§ Complete the following
1) Name each factor that the piece on Pakistan and climate change gives for rural women's limited access to health care.
2) Write out the piece on Pakistan and climate change word for word from "By: Maheen Dhanani" to "Natural diversity abounds.".

§ Text extract
Hope and Heartbreak for Pakistan in the Era of Climate Change 

By: Maheen Dhanani

Photo: Ali Rivzi

Pakistan South Asia + MENA

Harnessing the voices of women and youth to withstand the climate crisis

My country is one of hope and heartbreak. In Pakistan, traditions interweave with modern aspirations. Fertile land gives life to abundant agriculture that accounts for almost one-quarter of the economy. Vast tracts of farmland break away into mountains, with a staggering 7,200 glaciers. Natural diversity abounds.   

But our natural canvas is at risk. Climate-related disasters over the past two decades have had a devastating impact. In 2022, damaging floods upended the lives of more than 33 million people, leaving a trail of destruction and ruined infrastructure that the nation has struggled to fathom and overcome.  

Although Pakistan is one of the countries where climate change is wreaking the greatest havoc, Pakistanis have only made modest contributions to global carbon emissions—less than 1 percent. Just as climate change is having a disproportionate impact on Pakistan, those impacts are felt the most among marginalized populations, accentuating pre-existing inequalities. Women and girls stand at the forefront of adversity.  

Meeting the needs of rural women

Consider the plight of rural women, often encumbered by limited access to health care even in the absence of natural disasters. This deficit can be attributed to several factors, including a lack of quality services offered by the health care system, gender norms and traditions dictating that men must accompany women when they seek health care services and make decisions for them, simply being too far from a health care facility, or not knowing where services are offered.  

This is true of family planning services, leading to unintended pregnancies and women being unable to make their own reproductive health decisions. Climate-related disasters further exacerbate this issue, compromising and destroying health infrastructure, putting health care further out of reach, giving rise to numerous health problems, and leaving women without access to contraception and life-saving reproductive health services.   

These challenges deeply trouble me, yet I hold on to hope. Although the journey ahead remains lengthy, strides toward progress are being made.

§ Supplied material
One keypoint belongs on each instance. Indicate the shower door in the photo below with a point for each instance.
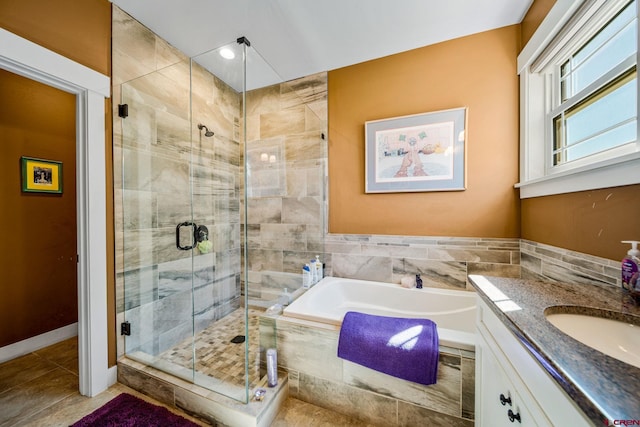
(183, 307)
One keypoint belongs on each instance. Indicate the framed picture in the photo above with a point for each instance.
(422, 152)
(41, 176)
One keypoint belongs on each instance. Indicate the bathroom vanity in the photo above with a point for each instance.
(530, 373)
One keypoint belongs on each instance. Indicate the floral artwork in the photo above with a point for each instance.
(426, 155)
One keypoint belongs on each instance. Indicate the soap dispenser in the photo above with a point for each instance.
(630, 263)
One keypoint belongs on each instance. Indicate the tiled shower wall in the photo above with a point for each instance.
(161, 162)
(286, 169)
(167, 164)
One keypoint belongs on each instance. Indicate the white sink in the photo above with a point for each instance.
(614, 338)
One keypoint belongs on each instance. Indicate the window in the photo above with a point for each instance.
(579, 98)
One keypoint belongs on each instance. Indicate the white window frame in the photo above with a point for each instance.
(564, 22)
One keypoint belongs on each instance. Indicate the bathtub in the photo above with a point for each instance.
(453, 311)
(307, 335)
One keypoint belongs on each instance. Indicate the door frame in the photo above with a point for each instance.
(22, 57)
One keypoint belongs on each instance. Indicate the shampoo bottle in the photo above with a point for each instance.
(630, 263)
(320, 274)
(314, 272)
(306, 276)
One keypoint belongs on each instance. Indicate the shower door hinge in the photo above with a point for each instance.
(123, 110)
(125, 328)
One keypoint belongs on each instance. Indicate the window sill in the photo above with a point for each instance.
(624, 171)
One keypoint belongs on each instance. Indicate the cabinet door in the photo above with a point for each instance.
(498, 396)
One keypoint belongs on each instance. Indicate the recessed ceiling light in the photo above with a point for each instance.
(227, 53)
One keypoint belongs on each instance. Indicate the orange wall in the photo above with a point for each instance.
(477, 72)
(591, 222)
(79, 30)
(38, 254)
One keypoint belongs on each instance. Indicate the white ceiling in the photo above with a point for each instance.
(302, 37)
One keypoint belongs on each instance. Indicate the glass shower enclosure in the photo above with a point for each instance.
(210, 148)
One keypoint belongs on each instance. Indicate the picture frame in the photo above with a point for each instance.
(416, 153)
(41, 176)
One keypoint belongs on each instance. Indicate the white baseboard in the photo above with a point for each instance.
(32, 344)
(112, 374)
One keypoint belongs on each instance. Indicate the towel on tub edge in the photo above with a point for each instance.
(402, 347)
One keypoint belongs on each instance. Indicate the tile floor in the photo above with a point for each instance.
(216, 355)
(41, 389)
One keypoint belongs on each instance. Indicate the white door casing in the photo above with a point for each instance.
(22, 57)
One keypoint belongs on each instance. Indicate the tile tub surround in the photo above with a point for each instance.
(443, 262)
(603, 387)
(200, 402)
(308, 351)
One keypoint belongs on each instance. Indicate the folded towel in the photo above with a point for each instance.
(401, 347)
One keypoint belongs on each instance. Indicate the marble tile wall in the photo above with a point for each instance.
(307, 350)
(550, 263)
(167, 172)
(442, 262)
(286, 170)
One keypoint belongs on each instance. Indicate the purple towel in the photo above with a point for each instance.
(401, 347)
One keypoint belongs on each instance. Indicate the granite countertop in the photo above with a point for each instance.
(603, 387)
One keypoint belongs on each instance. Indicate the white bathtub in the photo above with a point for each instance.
(453, 311)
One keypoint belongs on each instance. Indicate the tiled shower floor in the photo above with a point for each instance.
(216, 356)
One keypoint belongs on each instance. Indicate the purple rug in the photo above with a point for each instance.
(128, 411)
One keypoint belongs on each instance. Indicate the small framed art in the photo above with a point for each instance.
(422, 152)
(41, 176)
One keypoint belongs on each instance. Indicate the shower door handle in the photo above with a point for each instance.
(194, 228)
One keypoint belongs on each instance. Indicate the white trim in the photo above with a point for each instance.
(559, 15)
(604, 176)
(615, 167)
(30, 60)
(32, 344)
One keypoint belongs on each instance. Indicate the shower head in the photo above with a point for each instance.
(207, 132)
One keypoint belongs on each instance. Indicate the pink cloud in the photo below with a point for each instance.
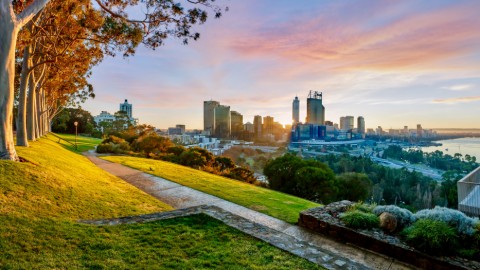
(422, 39)
(457, 100)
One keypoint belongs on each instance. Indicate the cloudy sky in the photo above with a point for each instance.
(395, 62)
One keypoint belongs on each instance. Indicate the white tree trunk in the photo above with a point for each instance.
(37, 113)
(31, 109)
(8, 38)
(22, 100)
(10, 24)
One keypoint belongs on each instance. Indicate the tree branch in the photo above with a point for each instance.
(27, 14)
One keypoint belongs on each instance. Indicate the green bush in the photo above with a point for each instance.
(360, 220)
(362, 207)
(462, 223)
(404, 216)
(431, 236)
(105, 148)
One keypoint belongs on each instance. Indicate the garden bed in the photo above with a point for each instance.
(325, 220)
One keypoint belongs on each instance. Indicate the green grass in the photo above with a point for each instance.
(273, 203)
(83, 143)
(41, 201)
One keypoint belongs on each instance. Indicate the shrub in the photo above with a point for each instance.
(113, 139)
(105, 148)
(456, 219)
(431, 236)
(121, 147)
(360, 220)
(404, 217)
(362, 207)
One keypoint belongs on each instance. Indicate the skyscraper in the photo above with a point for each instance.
(222, 121)
(315, 109)
(296, 110)
(361, 125)
(257, 126)
(268, 125)
(209, 116)
(126, 107)
(419, 131)
(350, 122)
(237, 123)
(347, 122)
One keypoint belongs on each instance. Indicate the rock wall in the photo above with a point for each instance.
(325, 220)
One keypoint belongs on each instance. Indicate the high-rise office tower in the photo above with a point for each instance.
(257, 125)
(222, 121)
(361, 125)
(349, 122)
(126, 107)
(342, 123)
(248, 127)
(268, 125)
(237, 123)
(419, 131)
(209, 116)
(315, 108)
(182, 128)
(296, 110)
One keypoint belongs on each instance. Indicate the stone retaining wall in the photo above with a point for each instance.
(320, 220)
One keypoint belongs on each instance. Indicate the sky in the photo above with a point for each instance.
(395, 62)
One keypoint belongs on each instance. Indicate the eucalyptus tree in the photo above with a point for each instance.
(161, 19)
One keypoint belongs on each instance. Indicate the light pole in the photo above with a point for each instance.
(76, 125)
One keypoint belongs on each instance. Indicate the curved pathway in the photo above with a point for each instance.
(299, 241)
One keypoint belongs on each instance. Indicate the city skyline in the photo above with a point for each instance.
(394, 63)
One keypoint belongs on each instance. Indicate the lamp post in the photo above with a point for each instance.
(76, 125)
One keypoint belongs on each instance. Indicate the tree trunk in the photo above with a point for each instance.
(31, 102)
(8, 39)
(10, 24)
(37, 113)
(22, 100)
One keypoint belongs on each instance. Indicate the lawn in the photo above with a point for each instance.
(41, 200)
(83, 143)
(270, 202)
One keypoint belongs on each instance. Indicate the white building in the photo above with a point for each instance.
(104, 117)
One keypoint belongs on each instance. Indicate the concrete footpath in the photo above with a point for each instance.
(299, 241)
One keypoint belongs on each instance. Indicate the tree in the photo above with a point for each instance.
(64, 122)
(224, 163)
(316, 184)
(304, 178)
(353, 186)
(10, 25)
(163, 19)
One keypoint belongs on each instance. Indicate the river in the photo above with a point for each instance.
(470, 146)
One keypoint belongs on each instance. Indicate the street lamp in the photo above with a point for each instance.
(76, 125)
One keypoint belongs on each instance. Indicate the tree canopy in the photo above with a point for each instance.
(58, 42)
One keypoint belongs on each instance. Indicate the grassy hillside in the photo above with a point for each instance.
(273, 203)
(40, 202)
(83, 143)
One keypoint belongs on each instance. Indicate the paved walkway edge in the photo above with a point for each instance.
(336, 255)
(264, 233)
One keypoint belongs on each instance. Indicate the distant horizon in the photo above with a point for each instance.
(394, 63)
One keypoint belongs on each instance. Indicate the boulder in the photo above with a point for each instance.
(388, 222)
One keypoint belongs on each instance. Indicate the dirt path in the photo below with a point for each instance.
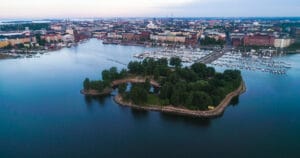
(219, 110)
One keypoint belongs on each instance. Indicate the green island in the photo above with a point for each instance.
(168, 87)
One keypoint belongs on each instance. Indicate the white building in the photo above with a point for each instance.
(282, 43)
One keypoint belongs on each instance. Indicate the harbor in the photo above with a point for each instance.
(266, 61)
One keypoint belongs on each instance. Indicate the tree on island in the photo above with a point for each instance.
(196, 87)
(122, 88)
(176, 62)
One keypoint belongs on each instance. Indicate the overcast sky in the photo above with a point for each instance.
(146, 8)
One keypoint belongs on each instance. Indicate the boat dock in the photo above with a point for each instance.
(223, 58)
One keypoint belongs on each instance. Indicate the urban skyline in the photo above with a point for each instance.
(147, 8)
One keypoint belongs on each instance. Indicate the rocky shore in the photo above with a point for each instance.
(219, 110)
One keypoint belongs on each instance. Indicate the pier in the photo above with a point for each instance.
(210, 57)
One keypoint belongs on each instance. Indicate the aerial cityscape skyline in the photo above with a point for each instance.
(146, 8)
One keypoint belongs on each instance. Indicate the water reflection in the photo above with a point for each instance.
(98, 99)
(139, 114)
(204, 122)
(235, 101)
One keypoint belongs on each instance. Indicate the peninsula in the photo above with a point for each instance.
(166, 86)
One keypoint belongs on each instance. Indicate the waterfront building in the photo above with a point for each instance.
(282, 43)
(259, 40)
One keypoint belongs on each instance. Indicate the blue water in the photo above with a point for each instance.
(42, 113)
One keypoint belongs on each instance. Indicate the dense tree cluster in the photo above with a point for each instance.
(194, 87)
(199, 86)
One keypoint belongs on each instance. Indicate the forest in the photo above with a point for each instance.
(196, 87)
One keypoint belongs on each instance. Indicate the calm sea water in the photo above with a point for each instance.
(42, 113)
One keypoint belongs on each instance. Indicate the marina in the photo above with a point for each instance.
(263, 62)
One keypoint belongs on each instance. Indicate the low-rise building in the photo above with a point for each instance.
(282, 43)
(259, 40)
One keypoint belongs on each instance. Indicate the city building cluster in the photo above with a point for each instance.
(168, 32)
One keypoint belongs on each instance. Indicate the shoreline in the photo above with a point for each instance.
(96, 93)
(218, 111)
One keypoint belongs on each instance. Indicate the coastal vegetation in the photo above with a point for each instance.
(197, 87)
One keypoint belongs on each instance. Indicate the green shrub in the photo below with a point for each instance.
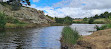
(91, 20)
(2, 20)
(69, 36)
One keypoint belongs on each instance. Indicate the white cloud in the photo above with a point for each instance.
(35, 0)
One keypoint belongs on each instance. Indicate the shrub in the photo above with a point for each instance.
(69, 36)
(2, 20)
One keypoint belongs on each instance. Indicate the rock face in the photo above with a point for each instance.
(29, 15)
(98, 40)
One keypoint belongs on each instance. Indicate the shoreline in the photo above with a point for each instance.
(98, 40)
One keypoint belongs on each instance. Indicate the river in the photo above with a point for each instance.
(39, 38)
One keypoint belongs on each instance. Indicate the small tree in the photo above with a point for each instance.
(2, 20)
(91, 20)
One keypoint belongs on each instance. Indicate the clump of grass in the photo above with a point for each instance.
(69, 36)
(106, 26)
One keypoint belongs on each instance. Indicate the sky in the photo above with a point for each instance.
(72, 8)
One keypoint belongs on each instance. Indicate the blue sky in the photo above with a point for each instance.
(72, 8)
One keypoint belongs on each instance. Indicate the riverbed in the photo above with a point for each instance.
(39, 38)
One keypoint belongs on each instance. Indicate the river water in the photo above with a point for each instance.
(39, 38)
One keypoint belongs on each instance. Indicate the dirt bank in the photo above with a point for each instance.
(97, 40)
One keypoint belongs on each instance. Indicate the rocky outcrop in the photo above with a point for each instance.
(98, 40)
(29, 15)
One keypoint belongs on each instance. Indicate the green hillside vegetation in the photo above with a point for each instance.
(70, 36)
(10, 22)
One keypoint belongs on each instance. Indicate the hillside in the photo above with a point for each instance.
(26, 14)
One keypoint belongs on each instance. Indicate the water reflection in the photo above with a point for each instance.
(34, 38)
(84, 29)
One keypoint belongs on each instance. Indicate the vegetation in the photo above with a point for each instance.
(16, 4)
(10, 22)
(69, 36)
(91, 20)
(50, 17)
(107, 25)
(2, 20)
(67, 20)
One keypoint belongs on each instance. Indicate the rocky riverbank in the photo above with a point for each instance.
(30, 16)
(98, 40)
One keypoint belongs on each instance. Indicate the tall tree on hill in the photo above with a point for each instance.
(16, 4)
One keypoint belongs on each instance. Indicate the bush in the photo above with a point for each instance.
(2, 20)
(69, 36)
(91, 20)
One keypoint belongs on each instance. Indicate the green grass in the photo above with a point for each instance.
(69, 36)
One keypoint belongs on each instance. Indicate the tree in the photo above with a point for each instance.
(85, 19)
(2, 20)
(91, 20)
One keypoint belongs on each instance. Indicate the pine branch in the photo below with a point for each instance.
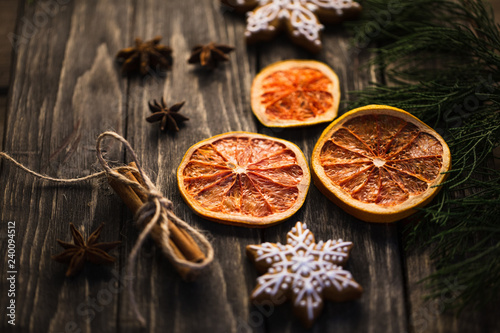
(441, 61)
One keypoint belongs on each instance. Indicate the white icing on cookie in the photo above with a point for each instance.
(304, 267)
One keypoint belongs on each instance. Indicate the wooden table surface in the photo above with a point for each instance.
(66, 89)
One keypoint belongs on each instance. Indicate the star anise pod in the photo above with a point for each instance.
(169, 116)
(209, 55)
(145, 56)
(80, 251)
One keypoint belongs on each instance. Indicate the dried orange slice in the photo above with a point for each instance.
(243, 178)
(379, 163)
(295, 93)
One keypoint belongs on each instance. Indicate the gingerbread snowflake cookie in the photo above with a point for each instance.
(304, 272)
(300, 18)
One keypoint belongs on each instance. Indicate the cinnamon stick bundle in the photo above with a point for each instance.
(182, 243)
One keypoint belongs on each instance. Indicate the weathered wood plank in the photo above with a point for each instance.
(216, 102)
(65, 91)
(430, 315)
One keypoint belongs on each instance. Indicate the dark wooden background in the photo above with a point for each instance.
(61, 87)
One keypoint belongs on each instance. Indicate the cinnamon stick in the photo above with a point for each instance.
(183, 244)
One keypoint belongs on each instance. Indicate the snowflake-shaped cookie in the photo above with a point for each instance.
(300, 18)
(303, 272)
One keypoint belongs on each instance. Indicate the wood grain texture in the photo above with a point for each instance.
(8, 15)
(67, 89)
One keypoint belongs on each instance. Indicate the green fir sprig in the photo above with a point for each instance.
(440, 60)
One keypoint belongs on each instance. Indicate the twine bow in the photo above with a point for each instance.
(157, 210)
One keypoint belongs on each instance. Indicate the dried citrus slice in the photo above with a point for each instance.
(243, 178)
(295, 93)
(378, 163)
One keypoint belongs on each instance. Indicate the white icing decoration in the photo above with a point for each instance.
(307, 268)
(300, 13)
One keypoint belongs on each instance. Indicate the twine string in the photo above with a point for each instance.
(157, 210)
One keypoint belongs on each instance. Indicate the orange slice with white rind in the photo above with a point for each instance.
(379, 163)
(244, 179)
(295, 93)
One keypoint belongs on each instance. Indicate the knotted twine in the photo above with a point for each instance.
(157, 210)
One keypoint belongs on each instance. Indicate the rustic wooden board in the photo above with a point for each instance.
(67, 89)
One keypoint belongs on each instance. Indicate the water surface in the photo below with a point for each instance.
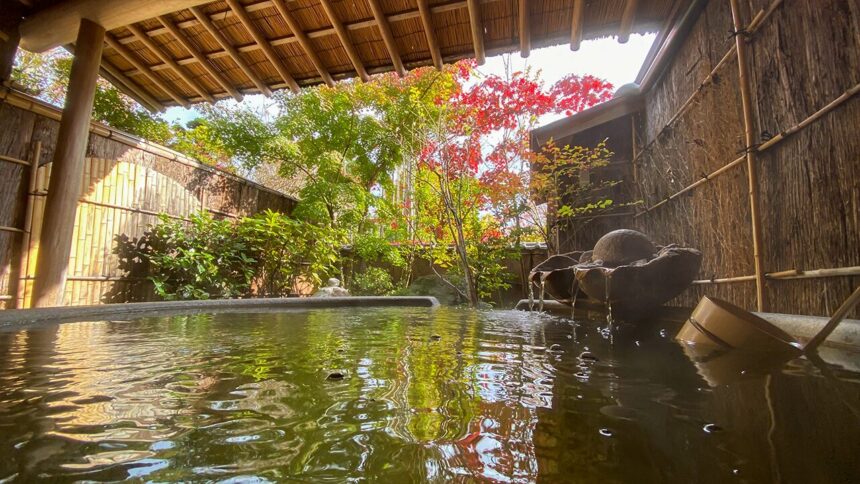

§ Exercise solutions
1)
- A lack of quality services offered by the health care system
- Gender norms and traditions dictating that men must accompany women when they seek health care services and make decisions for them
- Being too far from a health care facility
- Not knowing where services are offered

2)
By: Maheen Dhanani

Photo: Ali Rivzi

Pakistan South Asia + MENA

Harnessing the voices of women and youth to withstand the climate crisis

My country is one of hope and heartbreak. In Pakistan, traditions interweave with modern aspirations. Fertile land gives life to abundant agriculture that accounts for almost one-quarter of the economy. Vast tracts of farmland break away into mountains, with a staggering 7,200 glaciers. Natural diversity abounds.